--- DATA EXCERPTS ---

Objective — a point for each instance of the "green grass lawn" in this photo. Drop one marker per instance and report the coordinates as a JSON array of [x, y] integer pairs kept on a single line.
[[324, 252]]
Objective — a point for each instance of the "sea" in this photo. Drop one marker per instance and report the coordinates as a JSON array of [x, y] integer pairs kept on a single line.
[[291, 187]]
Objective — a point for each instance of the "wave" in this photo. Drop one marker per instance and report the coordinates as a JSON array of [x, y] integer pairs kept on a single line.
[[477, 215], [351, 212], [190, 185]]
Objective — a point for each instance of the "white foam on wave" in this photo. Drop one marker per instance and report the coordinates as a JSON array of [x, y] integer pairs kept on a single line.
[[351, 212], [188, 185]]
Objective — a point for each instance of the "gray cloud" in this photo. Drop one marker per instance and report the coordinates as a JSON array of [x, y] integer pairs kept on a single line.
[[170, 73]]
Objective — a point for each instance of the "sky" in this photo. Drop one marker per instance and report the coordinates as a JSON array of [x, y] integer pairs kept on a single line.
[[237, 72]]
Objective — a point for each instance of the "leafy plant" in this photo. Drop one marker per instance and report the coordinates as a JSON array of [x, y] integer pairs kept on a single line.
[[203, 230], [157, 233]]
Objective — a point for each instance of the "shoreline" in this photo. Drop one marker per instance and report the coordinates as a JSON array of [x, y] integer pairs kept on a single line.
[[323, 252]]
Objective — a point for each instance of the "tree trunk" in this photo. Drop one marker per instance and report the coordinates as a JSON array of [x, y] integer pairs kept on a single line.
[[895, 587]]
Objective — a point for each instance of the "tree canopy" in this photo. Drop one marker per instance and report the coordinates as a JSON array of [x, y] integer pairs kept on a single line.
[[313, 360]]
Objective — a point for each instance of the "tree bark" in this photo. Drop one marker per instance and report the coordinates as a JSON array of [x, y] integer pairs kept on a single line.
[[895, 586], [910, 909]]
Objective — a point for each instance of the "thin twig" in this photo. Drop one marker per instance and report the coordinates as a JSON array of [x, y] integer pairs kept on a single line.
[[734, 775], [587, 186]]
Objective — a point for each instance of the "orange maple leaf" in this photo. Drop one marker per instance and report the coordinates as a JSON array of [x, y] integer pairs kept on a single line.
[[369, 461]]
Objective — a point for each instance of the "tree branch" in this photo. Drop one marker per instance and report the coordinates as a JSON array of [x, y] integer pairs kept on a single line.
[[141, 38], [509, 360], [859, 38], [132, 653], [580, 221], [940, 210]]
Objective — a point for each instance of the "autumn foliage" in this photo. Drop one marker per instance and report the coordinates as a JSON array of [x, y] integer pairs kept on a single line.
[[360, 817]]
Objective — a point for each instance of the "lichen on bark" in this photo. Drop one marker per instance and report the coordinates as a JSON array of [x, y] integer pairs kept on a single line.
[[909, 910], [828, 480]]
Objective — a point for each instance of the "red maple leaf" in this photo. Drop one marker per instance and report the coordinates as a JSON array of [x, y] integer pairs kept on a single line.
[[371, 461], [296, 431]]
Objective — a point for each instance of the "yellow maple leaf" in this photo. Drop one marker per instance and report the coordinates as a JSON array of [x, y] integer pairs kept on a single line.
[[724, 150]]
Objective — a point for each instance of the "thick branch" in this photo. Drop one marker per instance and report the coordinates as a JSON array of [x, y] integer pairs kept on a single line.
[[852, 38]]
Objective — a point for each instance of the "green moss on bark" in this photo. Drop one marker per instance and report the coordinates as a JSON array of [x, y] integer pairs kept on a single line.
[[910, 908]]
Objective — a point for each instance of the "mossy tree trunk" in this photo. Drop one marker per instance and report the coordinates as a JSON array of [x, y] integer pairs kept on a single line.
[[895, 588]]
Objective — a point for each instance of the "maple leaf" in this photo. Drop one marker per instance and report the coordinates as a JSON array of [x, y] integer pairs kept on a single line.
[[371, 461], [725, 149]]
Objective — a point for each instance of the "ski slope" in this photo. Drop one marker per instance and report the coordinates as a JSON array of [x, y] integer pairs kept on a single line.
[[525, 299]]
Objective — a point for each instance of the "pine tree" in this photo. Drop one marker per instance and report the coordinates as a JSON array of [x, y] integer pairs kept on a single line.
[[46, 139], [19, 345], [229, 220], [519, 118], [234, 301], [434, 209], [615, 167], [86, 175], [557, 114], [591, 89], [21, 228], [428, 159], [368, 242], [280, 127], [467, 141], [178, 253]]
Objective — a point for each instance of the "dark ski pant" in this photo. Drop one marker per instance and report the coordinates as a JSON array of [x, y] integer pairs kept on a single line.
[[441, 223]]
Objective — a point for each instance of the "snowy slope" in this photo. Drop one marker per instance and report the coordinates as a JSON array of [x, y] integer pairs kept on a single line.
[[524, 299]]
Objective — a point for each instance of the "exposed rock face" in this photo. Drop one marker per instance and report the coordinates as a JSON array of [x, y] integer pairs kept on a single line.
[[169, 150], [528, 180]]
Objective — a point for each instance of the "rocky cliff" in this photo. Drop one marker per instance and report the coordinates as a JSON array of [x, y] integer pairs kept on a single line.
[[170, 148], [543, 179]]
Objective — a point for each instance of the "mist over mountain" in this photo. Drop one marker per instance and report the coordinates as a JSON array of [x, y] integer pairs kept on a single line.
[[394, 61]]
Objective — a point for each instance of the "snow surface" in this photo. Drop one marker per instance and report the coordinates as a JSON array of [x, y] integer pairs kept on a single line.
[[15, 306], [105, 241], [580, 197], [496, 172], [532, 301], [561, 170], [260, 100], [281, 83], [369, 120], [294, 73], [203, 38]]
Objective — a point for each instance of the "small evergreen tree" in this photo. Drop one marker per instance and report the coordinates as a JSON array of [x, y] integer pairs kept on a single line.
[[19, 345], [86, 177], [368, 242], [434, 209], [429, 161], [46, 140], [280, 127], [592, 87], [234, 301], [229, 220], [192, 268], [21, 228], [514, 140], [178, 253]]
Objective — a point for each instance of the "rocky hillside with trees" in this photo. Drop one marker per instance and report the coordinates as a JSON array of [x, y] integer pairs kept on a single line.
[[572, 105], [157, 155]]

---

### [STATED EXERCISE]
Please write out the items above again with "integer pairs" renamed to "whole-number pairs" wherever it occurs, keeping every other word the same.

### [RESULT OF THE EXERCISE]
Objective — a point for each instance of the "green grass lawn" in this photo. Drop one marker per instance and report the coordinates as a JSON array of [x, y] whole-number pairs kept on a single line.
[[324, 252]]
Objective — a point for each instance of the "sea" in this photo. Drop one marker per instance and report the coordinates as a JSON array of [x, y] whole-number pairs kept on a single line.
[[291, 187]]
Objective — a point for each instance of the "wave" in this photo. Drop one marker per instance and report the coordinates as a JSON array of [x, y] whole-number pairs kept on a single line.
[[477, 215], [351, 212], [190, 185]]
Objective — a point for each instance of the "white foam on wave" in this photo. Drop one marker per instance and report the coordinates as a JSON array of [x, y] whole-number pairs kept on a single line.
[[351, 212], [188, 185]]
Objective — a point for each instance of the "gray cloud" in this photo. Drop one marker per instance and report the coordinates as a JSON array of [x, y] whole-number pairs kept on a single line.
[[170, 73]]
Objective — a point for each instance of the "sky" in this photo. Drop one marker per instance and report the coordinates as a JSON array of [x, y] whole-number pairs kept on a single line.
[[237, 72]]
Objective — a point for each instance of the "leafy plant" in this photo. Drop one marker per instance and report the coordinates as a JSON array of [x, y] whole-number pairs kept on a single line.
[[203, 230], [157, 233]]
Objective — a point for each instance of the "shoreline" in this photo. Drop one marker per instance and report the coordinates as a JSON array of [x, y] whole-number pairs kept on a single line.
[[323, 252]]
Objective — a point for each instance of the "tree trunk" in this photo. Drop one marker per instance and report the coordinates as a JSON array of [x, y] whole-number pairs kept on a single line.
[[895, 587]]
Objective — a point for each instance of the "tree canopy" in this photo. Drop one marker per instance and report the coordinates as a JSON array of [x, y] whole-number pairs kept on a single line.
[[313, 360]]
Objective — a point for each instance of the "tree bark" in this photo. Drop one marker per instance and report the coordinates as a JSON array of [x, y] whole-number pairs kept on a single line.
[[895, 586], [910, 909]]
Objective — a point for each instance of the "thin twig" in this photo. Drop one marker per instance and report the coordinates as a JSON array of [x, y] whole-number pairs kept on a single line.
[[734, 775], [587, 186]]
Objective — a point for each instance of the "orange maple leaf" in this photo. Drop one marker per instance and report the coordinates as a JSON array of [x, y] whole-number pairs kept on a single line.
[[369, 461]]
Objective — a point for each instance of the "tree branch" in this photo. Drop one marker per instance and report the coordinates as a JSON array of [x, y] whole-number pairs kept on a single line.
[[141, 38], [509, 360], [859, 38], [132, 653], [580, 221], [940, 210]]
Objective — a point for each instance of the "autumn foliage" in this photo. Drop one marker per instance and report the coordinates as a JSON array of [x, y] whole-number pairs kept on a single line.
[[360, 817]]
Objective — a point for each instance of the "lichen on bark" in this photo. Drop one marker per instance and report the coordinates as a JSON array of [x, y] whole-number pairs kept on a single line.
[[909, 910], [828, 480]]
Objective — a point for each instance of the "red maple leaf" in this photo. Drop one marker per instance and report the coordinates as a JSON array of [x, y] whole-number pairs kept on a single line.
[[371, 461], [296, 431]]
Objective — a point for each instance of the "yellow maple leaf" in this photo. Drop one marker per instance and report the coordinates as a JSON array of [x, y] whole-number pairs kept on a single line.
[[724, 150]]
Objective — a point for each instance of the "thick branch" in this photo. Drop one marker per instance and report the coordinates as a JSON array of [x, y] whole-number pairs kept on a single line.
[[852, 38]]
Objective — a point for each instance of the "green moss on bark" in this photo. Drop one marker per instance and report the coordinates as a JSON array of [x, y] whole-number pairs kept on a single line.
[[910, 908]]
Objective — a point for each instance of the "mossy tree trunk" in this photo. Drop one marker per instance and report the coordinates as a JSON array of [x, y] whole-number pairs kept on a single line.
[[895, 588]]
Objective — a point for each instance of the "maple leaf" in this photo. Drop one marker per instance and report the coordinates as a JSON array of [x, y] whole-number pairs kept on a single line.
[[371, 461], [725, 149]]
Objective — a point for each instance of the "ski slope" in this photo. Drop one marker per instance and report the coordinates as a JSON array of [x, y] whole-number pairs kept on a single line.
[[525, 299]]
Objective — a point for each instance of the "pine tree" in this photo. Drop one marker per instance and report the coordinates as a JSON array of [x, y] whole-number pairs kept on a single line.
[[46, 139], [19, 345], [229, 220], [519, 118], [234, 301], [434, 209], [615, 167], [86, 175], [557, 114], [591, 89], [21, 228], [428, 159], [368, 242], [280, 127], [467, 141], [178, 253]]
Objective — a point for each instance of the "dark ski pant" in this photo. Drop one marker per instance and report the coordinates as a JSON array of [x, y] whole-number pairs kept on a single line.
[[441, 223]]
Objective — a point for each instance of the "snowy slope" in this photo. Drop one marker per instance and report the coordinates as a JSON array of [x, y] whole-number pairs kept on a single line.
[[524, 299]]
Objective — a point for each instance of the "exposed rock face" in this photo. Drop one marker per instance and report the coordinates as a JSON array of [x, y] whole-number pairs kept on a single line.
[[169, 150], [528, 180]]
Objective — a point for each instance of the "rocky cliff" in this photo. Drop one marker per instance and report the coordinates as a JSON array of [x, y] whole-number pairs kept on a single line.
[[170, 148], [543, 179]]
Objective — a point for each instance of the "mist over mountain" in this photo. Drop one marker per instance and report the coordinates as a JSON array of [x, y] whole-number pairs kept on a single line.
[[394, 61]]
Objective — a point for each instance of the "snow surface" in this photo. Drop one marker per instance and report the coordinates as a JSON array of [x, y] whole-number pairs kept on a single line.
[[15, 306], [105, 241], [580, 197], [496, 172], [532, 301], [561, 170], [260, 100], [281, 83], [369, 120], [294, 73], [203, 38]]
Objective — a point for each instance of the "small evergreen tree" in this photo. Drop one marker per instance and report the coordinates as a JSON array of [x, y] whole-number pairs kept on a single line.
[[19, 345], [86, 177], [368, 242], [434, 209], [429, 161], [46, 140], [280, 127], [592, 87], [234, 301], [229, 220], [192, 268], [21, 228], [514, 140], [178, 253]]
Objective — a point for each instance of the "rocky hillside with trees" in this photo. Drop one marker per instance and report the coordinates as a JSON array of [x, y] whole-number pairs kept on a single line.
[[572, 105], [157, 155]]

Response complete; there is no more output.